Source information.

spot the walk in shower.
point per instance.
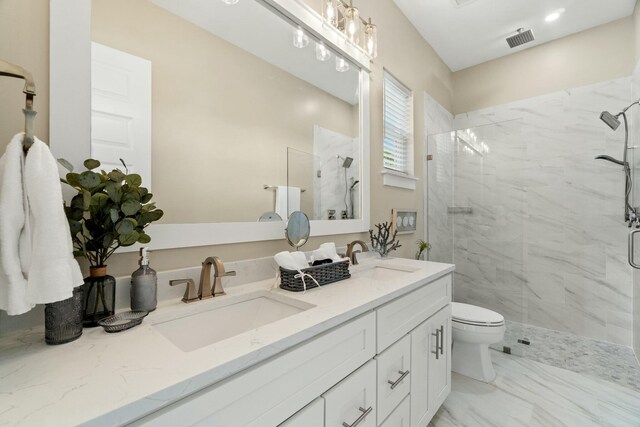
(535, 226)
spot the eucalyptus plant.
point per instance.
(110, 210)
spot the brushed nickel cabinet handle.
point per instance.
(437, 351)
(395, 383)
(361, 418)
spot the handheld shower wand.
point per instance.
(630, 213)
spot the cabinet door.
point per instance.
(393, 376)
(430, 372)
(400, 416)
(353, 400)
(421, 347)
(440, 366)
(311, 415)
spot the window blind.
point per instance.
(398, 125)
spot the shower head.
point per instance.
(346, 161)
(611, 120)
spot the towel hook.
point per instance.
(11, 70)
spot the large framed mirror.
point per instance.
(206, 100)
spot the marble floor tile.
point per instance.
(529, 393)
(600, 359)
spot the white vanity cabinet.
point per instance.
(311, 415)
(430, 366)
(389, 367)
(352, 402)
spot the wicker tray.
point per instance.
(324, 274)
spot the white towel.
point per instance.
(43, 256)
(13, 282)
(287, 200)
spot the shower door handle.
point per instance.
(631, 248)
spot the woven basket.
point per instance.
(324, 274)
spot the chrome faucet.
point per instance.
(204, 290)
(351, 254)
(219, 273)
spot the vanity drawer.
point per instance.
(268, 394)
(400, 316)
(311, 415)
(353, 399)
(400, 417)
(393, 376)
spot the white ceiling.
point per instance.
(475, 32)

What is expected. Only the lines from the one containing "spot the shower head." through the last line above belong in your answer. Retype them exactly.

Reply.
spot the shower head.
point per instance.
(346, 161)
(611, 120)
spot the towel hook.
point per instance.
(11, 70)
spot the large framed mirror.
point per instance.
(206, 100)
spot the marble floor tile.
point per instance.
(529, 393)
(600, 359)
spot the white vanity cabinet.
point per instance.
(311, 415)
(430, 366)
(389, 367)
(352, 402)
spot the wicker tray.
point per instance.
(324, 274)
spot the white towel.
point per instance.
(43, 256)
(13, 282)
(287, 200)
spot the shower door handle.
point per instance.
(631, 248)
spot the woven basket.
point per instance.
(324, 274)
spot the chrome faucet.
point per instance.
(204, 290)
(351, 254)
(219, 273)
spot the vanity drawer.
point per instance.
(268, 394)
(400, 316)
(311, 415)
(353, 399)
(400, 417)
(393, 376)
spot the white ceiling.
point per instance.
(475, 32)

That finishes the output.